_RECORDS FOR THIS EXERCISE_
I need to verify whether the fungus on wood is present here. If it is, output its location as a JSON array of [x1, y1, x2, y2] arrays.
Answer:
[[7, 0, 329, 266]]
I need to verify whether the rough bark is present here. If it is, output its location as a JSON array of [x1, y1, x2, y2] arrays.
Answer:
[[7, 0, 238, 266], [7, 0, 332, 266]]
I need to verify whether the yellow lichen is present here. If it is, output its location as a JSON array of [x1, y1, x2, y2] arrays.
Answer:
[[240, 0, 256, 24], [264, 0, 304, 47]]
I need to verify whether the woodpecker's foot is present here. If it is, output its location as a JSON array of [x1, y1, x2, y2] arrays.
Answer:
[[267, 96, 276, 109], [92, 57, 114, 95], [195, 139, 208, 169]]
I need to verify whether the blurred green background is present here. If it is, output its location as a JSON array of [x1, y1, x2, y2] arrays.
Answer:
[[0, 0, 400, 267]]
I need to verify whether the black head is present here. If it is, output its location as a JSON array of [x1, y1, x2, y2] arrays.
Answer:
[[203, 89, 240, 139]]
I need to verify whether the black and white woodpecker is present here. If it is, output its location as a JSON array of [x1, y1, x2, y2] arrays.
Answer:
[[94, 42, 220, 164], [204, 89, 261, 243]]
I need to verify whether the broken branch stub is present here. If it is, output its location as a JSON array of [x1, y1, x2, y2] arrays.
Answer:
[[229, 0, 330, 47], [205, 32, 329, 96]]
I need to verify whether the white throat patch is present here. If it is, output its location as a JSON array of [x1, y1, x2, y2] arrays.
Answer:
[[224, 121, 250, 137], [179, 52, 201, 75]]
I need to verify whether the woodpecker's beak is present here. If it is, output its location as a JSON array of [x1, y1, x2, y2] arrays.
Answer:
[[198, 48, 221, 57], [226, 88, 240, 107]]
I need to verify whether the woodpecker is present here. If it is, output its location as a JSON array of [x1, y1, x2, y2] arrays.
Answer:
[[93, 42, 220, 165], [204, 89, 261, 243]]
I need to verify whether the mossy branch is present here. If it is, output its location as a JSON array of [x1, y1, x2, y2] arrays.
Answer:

_WORK TO COMPLETE_
Copy out every one of the lines above word for word, with nothing changed.

_SOLUTION FOR THIS PROBLEM_
I need to verify whether the fungus on wood is present here. If it is, output its location as a JSON array of [x1, y1, x2, y2] arrays.
Answer:
[[7, 0, 329, 266]]
I need to verify whether the rough bark is present here. If it is, output its location as a JSON array of [x1, y1, x2, y2] arrays.
Answer:
[[7, 0, 238, 266], [7, 0, 332, 266]]
I need to verify whether the yellow lichen is present here. If it is, output its location as a JSON array of [x1, y1, x2, y2] arrays.
Answer:
[[240, 0, 256, 24], [264, 0, 304, 47]]
I need to verify whether the woodpecker's foot is present here. If it is, output its location as a JSON array of [x1, y1, x2, y2] arrays.
Answer:
[[267, 96, 276, 109], [92, 57, 114, 95], [195, 139, 208, 169]]
I need to verify whether the blurred green background is present here. If it is, output its location as a JSON array of [x1, y1, x2, y2] arrays.
Answer:
[[0, 0, 400, 267]]
I need to verify whether the black head is present here. If it is, output its location as a JSON array of [x1, y1, x2, y2] arrays.
Answer:
[[203, 89, 240, 139]]
I need to verify whether the black and white woodpecker is present here. If it is, output its location as a JSON array of [x1, y1, x2, y2] arrays.
Answer:
[[94, 42, 220, 164], [204, 89, 261, 243]]
I need to verify whether the broken branch stub is present here. If it is, output its location as a JSON array of [x1, y1, x2, y2] arrays.
Answer:
[[229, 0, 330, 47], [205, 32, 329, 96]]
I need to verify whether the white throat patch is present here. If it is, output its location as a JSON array of [x1, y1, x2, y2] arrays.
Answer:
[[224, 121, 250, 137], [179, 52, 201, 75]]
I need to verify whether the woodpecker's beak is present here. If it is, output its location as a JSON array of [x1, y1, x2, y2] arrays.
Answer:
[[198, 48, 221, 57], [226, 88, 240, 107]]
I need to verify whether the woodpecker is present here. If it is, output its location as a JSON array of [x1, y1, x2, y2] arrays.
Answer:
[[93, 42, 220, 165], [204, 89, 261, 243]]
I need to verify whether the mossy branch is present here. If it is, output its location as a JSON array of [x1, y1, x2, y2] arrays.
Answer:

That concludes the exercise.